YOUR TASKS:
**1.** Translate this sentence from the notebook excerpt below into Spanish: "For this exercise we will access the domain without an application token."
**2.** Answer these questions using the notebook excerpt below:
(a) Which version of pandas is already installed?
(b) Which library is used to connect to the Melbourne Open Data Portal?
(c) What value is assigned to dataset_id?
**3.** Using the notebook excerpt below, decide whether each statement is true. Answer yes or no, and quote the words that settle it.
(a) An application access token can be requested by registering with the City of Melbourne Open Data portal.
(b) The exercise connects to the domain with an application token.
(c) The domain is set to data.melbourne.vic.gov.au.

Requirement already satisfied: scikit-learn in /usr/local/lib/python3.7/dist-packages (from mapclassify) (1.0.2)
Requirement already satisfied: pandas>=1.0 in /usr/local/lib/python3.7/dist-packages (from mapclassify) (1.3.5)
Requirement already satisfied: scipy>=1.0 in /usr/local/lib/python3.7/dist-packages (from mapclassify) (1.7.3)
Requirement already satisfied: python-dateutil>=2.7.3 in /usr/local/lib/python3.7/dist-packages (from pandas>=1.0->mapclassify) (2.8.2)
Requirement already satisfied: pytz>=2017.3 in /usr/local/lib/python3.7/dist-packages (from pandas>=1.0->mapclassify) (2022.2.1)
Requirement already satisfied: six>=1.5 in /usr/local/lib/python3.7/dist-packages (from python-dateutil>=2.7.3->pandas>=1.0->mapclassify) (1.15.0)
Requirement already satisfied: threadpoolctl>=2.0.0 in /usr/local/lib/python3.7/dist-packages (from scikit-learn->mapclassify) (3.1.0)
Requirement already satisfied: joblib>=0.11 in /usr/local/lib/python3.7/dist-packages (from scikit-learn->mapclassify) (1.1.0)

To connect to the Melbourne Open Data Portal we must establish a connection using the sodapy library by specifying a domain, being the website domain where the data is hosted, and an application access token which can be requested from the City of Melbourne Open Data portal by registering here

For this exercise we will access the domain without an application token.

In [2]:
########################################################
# Accessing the Melbourne City Pedestrian Network Dataset
########################################################

# Hyperlink to the dataset: https://data.melbourne.vic.gov.au/Transport/Pedestrian-Network/4id4-tydi
dataset_id = '4id4-tydi' #Melbourne City Pedestrian Network dataset

apptoken = os.environ.get("SODAPY_APPTOKEN") # Anonymous app token
domain = "data.melbourne.vic.gov.au"

(Records from a data source)
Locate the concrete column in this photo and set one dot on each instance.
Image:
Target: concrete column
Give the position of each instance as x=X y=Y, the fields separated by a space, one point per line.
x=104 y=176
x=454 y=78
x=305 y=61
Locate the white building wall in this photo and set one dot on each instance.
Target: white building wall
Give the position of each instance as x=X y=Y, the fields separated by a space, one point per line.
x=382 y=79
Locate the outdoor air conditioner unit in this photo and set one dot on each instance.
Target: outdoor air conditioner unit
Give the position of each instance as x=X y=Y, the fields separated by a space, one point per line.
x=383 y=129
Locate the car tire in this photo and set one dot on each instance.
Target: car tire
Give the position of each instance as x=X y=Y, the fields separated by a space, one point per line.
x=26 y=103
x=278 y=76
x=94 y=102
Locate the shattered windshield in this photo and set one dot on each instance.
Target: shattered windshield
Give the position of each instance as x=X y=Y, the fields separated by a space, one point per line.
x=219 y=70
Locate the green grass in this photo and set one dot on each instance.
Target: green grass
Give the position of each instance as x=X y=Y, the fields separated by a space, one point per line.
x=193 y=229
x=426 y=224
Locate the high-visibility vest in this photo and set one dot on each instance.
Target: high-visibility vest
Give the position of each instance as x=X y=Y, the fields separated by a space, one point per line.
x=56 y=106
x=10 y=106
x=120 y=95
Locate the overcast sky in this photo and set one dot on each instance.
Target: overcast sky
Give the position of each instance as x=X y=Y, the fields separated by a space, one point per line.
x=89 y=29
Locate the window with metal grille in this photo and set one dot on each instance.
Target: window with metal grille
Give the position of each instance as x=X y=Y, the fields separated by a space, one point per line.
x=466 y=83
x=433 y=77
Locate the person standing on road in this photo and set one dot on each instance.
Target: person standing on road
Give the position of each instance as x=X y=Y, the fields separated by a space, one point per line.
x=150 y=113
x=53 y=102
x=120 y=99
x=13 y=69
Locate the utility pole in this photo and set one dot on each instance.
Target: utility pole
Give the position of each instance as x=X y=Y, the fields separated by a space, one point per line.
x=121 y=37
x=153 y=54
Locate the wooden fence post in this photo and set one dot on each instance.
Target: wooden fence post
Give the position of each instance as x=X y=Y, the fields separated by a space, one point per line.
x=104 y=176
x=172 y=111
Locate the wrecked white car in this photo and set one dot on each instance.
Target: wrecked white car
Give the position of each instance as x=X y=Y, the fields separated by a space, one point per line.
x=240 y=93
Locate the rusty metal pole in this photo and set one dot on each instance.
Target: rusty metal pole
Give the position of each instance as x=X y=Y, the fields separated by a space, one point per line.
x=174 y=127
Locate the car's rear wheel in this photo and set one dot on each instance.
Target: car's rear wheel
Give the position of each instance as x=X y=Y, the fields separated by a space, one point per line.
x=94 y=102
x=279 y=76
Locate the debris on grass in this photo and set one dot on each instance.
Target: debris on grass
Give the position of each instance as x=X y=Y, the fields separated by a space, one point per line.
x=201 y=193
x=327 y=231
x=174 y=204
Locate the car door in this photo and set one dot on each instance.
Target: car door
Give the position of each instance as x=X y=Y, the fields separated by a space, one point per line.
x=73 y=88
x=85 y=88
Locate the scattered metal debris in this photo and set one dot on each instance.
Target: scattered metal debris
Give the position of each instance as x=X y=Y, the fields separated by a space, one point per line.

TASK-BY-TASK RESULTS:
**1.** Para este ejercicio accederemos al dominio sin un token de aplicación.

**2.**
(a) 1.3.5
(b) sodapy
(c) '4id4-tydi'

**3.**
(a) Yes: "an application access token which can be requested from the City of Melbourne Open Data portal by registering here"
(b) No: "For this exercise we will access the domain without an application token."
(c) Yes: "domain = "data.melbourne.vic.gov.au""